What you will do
Copy out every line of the listing below, word for word and in the same order.

-- START Rows --

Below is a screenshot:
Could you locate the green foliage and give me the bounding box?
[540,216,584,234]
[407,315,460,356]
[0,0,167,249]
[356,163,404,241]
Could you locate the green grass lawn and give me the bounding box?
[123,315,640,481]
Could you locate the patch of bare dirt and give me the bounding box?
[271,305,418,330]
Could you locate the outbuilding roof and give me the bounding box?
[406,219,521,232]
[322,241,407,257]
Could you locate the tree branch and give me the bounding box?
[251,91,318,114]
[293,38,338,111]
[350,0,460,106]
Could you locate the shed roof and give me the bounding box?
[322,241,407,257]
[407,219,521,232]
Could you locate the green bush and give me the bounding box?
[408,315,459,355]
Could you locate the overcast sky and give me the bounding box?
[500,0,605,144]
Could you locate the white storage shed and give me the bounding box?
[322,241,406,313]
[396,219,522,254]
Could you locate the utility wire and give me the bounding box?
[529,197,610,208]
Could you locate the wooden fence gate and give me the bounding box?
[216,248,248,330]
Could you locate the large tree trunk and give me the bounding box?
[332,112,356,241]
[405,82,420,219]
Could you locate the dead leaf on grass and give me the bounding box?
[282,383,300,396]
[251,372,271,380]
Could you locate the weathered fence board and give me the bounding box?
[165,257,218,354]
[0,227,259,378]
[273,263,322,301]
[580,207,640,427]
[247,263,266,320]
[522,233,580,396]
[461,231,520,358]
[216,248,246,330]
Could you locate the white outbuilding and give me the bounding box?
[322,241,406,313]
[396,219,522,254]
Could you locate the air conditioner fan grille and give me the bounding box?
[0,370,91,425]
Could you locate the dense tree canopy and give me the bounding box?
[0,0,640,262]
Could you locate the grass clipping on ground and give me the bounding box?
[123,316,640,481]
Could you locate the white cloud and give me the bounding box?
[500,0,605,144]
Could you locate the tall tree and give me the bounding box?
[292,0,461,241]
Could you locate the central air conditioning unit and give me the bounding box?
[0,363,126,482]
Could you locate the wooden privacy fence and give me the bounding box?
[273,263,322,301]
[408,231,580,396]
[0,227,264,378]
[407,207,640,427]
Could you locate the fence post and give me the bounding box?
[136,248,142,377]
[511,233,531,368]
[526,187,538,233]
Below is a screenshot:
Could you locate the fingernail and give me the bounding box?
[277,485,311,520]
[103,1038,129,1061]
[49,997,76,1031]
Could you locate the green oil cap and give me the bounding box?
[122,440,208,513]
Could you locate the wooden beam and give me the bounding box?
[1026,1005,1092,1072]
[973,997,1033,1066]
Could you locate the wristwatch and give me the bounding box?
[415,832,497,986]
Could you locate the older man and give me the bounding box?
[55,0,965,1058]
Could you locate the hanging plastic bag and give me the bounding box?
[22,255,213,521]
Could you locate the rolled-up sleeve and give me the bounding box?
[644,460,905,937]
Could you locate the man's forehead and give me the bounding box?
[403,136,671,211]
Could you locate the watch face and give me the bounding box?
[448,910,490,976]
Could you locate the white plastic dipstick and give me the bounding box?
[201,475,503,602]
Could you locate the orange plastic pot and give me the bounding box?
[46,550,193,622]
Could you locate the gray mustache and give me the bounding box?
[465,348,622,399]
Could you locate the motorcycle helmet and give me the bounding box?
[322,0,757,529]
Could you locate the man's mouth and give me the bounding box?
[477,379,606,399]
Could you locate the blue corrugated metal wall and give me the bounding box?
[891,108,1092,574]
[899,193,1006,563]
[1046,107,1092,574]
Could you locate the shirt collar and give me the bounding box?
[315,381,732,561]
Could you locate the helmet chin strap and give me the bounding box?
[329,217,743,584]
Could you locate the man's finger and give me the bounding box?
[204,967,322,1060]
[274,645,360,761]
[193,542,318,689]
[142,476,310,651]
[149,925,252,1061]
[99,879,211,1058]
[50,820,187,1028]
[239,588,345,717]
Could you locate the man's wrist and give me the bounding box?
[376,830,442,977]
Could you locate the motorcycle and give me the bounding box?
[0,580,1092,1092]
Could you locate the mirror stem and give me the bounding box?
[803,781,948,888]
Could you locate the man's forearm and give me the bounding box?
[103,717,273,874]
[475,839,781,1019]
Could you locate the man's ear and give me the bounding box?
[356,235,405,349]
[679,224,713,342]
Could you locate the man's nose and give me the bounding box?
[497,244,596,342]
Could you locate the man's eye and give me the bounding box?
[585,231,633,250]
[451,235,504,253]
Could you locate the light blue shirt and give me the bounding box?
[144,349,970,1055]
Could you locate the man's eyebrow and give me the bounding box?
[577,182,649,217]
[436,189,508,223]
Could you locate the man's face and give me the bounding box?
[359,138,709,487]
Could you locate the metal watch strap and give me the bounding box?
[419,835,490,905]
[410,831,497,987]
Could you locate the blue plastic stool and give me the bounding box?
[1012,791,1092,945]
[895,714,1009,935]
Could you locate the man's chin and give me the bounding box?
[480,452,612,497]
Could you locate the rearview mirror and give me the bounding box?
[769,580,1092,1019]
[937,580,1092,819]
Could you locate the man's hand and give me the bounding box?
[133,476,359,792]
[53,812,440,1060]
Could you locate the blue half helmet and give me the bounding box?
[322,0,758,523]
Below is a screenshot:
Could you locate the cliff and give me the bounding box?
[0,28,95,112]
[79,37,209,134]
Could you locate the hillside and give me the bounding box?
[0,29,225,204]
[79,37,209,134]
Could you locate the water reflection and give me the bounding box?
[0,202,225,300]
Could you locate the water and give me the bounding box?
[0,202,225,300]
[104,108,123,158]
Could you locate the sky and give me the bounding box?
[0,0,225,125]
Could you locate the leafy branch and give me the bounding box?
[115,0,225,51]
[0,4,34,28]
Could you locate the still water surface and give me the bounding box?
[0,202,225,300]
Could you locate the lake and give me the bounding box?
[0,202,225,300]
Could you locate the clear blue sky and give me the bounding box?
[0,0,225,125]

-- END Rows --

Output for this task
Below is a screenshot:
Could you locate the green foliage and give me the bounding box?
[540,216,584,234]
[407,315,460,356]
[0,0,167,249]
[356,163,404,241]
Could you locate the green grass lawn and give me the bounding box?
[123,315,640,481]
Could you locate the patch of bare dirt and give me the bounding box?
[271,305,418,330]
Could you locate the outbuilding roof and give me the bounding box?
[406,219,521,232]
[322,241,407,257]
Could you locate the tree branch and give me the bounding box?
[251,91,318,114]
[293,38,338,111]
[350,0,460,106]
Could you locate the shed roof and give me the bounding box?
[322,241,407,257]
[407,219,521,232]
Could you locate the green bush and give me the bounding box?
[408,315,459,355]
Could you locate the overcast sky and give me the bounding box?
[500,0,605,144]
Could you locate the white storage shed and give me the bounding box?
[322,241,406,313]
[396,219,522,254]
Could you locate the utility wire and give me the bounding box?
[529,197,610,208]
Could you locate the wooden fence gate and give me the bounding box?
[216,248,248,330]
Could you locate the large tree trunk and give me the bounding box?
[332,112,356,241]
[405,82,420,219]
Could you locate the dead leaf on grass and give me the bounding box?
[282,383,300,396]
[251,372,271,380]
Could you locate the weathered fence board and give me the bounding box?
[165,257,218,354]
[0,227,259,378]
[273,263,322,301]
[580,207,640,427]
[247,263,266,320]
[522,233,580,396]
[461,231,520,358]
[216,248,246,330]
Could you locate the white outbuilding and give me the bounding box?
[322,241,406,313]
[396,219,522,254]
Could you locate the air conditioner fan grille and give me the bounding box?
[0,370,91,425]
Could you locate the dense tree canopy and give me the bounding box?
[0,0,640,262]
Could you locate the grass clipping on ground and give me the bounding box?
[123,316,640,481]
Could you locate the white cloud and give me the bounding box?
[500,0,605,144]
Could you locate the tall tree and give me the bounding box?
[292,0,461,241]
Could you locate the central air conditioning unit and give me the bounding box?
[0,363,126,482]
Could you locate the wooden privacy fence and give me the bounding box?
[273,263,322,301]
[408,231,580,396]
[0,227,264,378]
[407,207,640,427]
Could you locate the fence post and give me the bounding box?
[136,248,142,377]
[511,233,531,368]
[526,187,538,233]
Below is a screenshot:
Could you locate the fingernail and give me the bounding box?
[277,485,311,520]
[103,1038,129,1061]
[49,997,76,1031]
Could you locate the green oil cap and give me the bounding box?
[122,440,208,513]
Could you locate the wooden beam and give me the bounding box?
[1026,1005,1092,1072]
[973,997,1033,1066]
Could you locate the wristwatch and give me the bounding box?
[415,832,497,986]
Could you locate the older man and give me the bounding box?
[55,0,965,1058]
Could you locate the hanging plastic bag and give me the bounding box?
[22,255,213,521]
Could you locate the rolled-up sleeve and give me the bounding box?
[644,460,905,937]
Could you locate the man's forehead and give me the bounding box?
[403,136,671,211]
Could you locate the watch face and give me the bounding box?
[448,910,490,976]
Could you locate the white plastic dipstick and give me the bounding box?
[201,475,503,602]
Could you locate the orange plastic pot and give me the bounding box?
[46,550,193,622]
Could you locate the gray mustache and give me the bounding box?
[465,348,622,399]
Could you locate the motorcycle helmet and give me the bounding box?
[322,0,757,529]
Could you locate the man's mouth and give me the bounding box?
[477,379,606,399]
Could you locate the blue corrugated metal wall and give me the bounding box?
[891,108,1092,574]
[899,193,1006,563]
[1046,107,1092,574]
Could you locate the shirt collar and give me the bounding box?
[315,381,732,561]
Could you locate the helmet chin strap and give me the bounding box?
[329,217,743,584]
Could you locate the man's finger and give me the bounding box?
[204,967,322,1060]
[274,645,360,761]
[193,542,318,689]
[142,476,310,651]
[149,925,252,1061]
[99,879,211,1058]
[50,820,187,1028]
[239,588,345,717]
Could you locate the man's wrist and give me the bounding box?
[376,830,442,977]
Could you locate the motorcycle and give me the bounding box?
[0,580,1092,1092]
Could you locate the mirror stem and give me the bounding box?
[803,781,948,888]
Could you locate the man's forearm and give me the bounding box?
[103,717,273,874]
[475,839,781,1019]
Could you locate the man's ear and give me the bounding box?
[356,235,405,349]
[679,224,713,342]
Could you locate the man's nose and give me the bounding box?
[497,244,596,342]
Could you locate the man's eye and give me the bounding box?
[585,231,633,250]
[451,235,504,253]
Could you locate the light blue shirt and give me the bounding box?
[144,349,970,1055]
Could you locate the man's eyebrow and give me the bounding box?
[577,182,649,217]
[436,189,508,223]
Could you locate the man's face and give me the bounding box?
[359,138,709,487]
Could you locate the metal watch strap and give me the bounding box?
[419,835,490,905]
[410,831,497,987]
Could you locate the blue plastic stool and give me the bounding box?
[1012,791,1092,945]
[895,714,1009,935]
Could you locate the man's chin and give me the bounding box?
[480,452,612,497]
Could you locate the rearview mirror and give me the bounding box?
[769,580,1092,1019]
[937,580,1092,819]
Could you locate the man's hand and give me the bounding box?
[133,476,359,792]
[53,812,440,1060]
Could you locate the blue half helmet and give me the bounding box?
[322,0,758,523]
Below is a screenshot:
Could you locate the cliff and give me the bounding box?
[0,28,95,112]
[79,37,209,134]
Could you locate the hillside and give me the bounding box?
[0,29,225,204]
[79,37,209,134]
Could you locate the water reflection and give me the bounding box?
[0,202,225,300]
Could you locate the water and give me the bounding box?
[0,202,225,300]
[104,108,123,158]
Could you locate the sky and give me the bounding box?
[0,0,225,125]
Could you locate the leafy branch and give me the bounding box?
[115,0,225,51]
[0,4,34,28]
Could you locate the still water surface and give me the bounding box?
[0,202,225,300]
Could you locate the lake and give me the bounding box?
[0,202,225,300]
Could you locate the clear blue sky and give me the bounding box?
[0,0,225,125]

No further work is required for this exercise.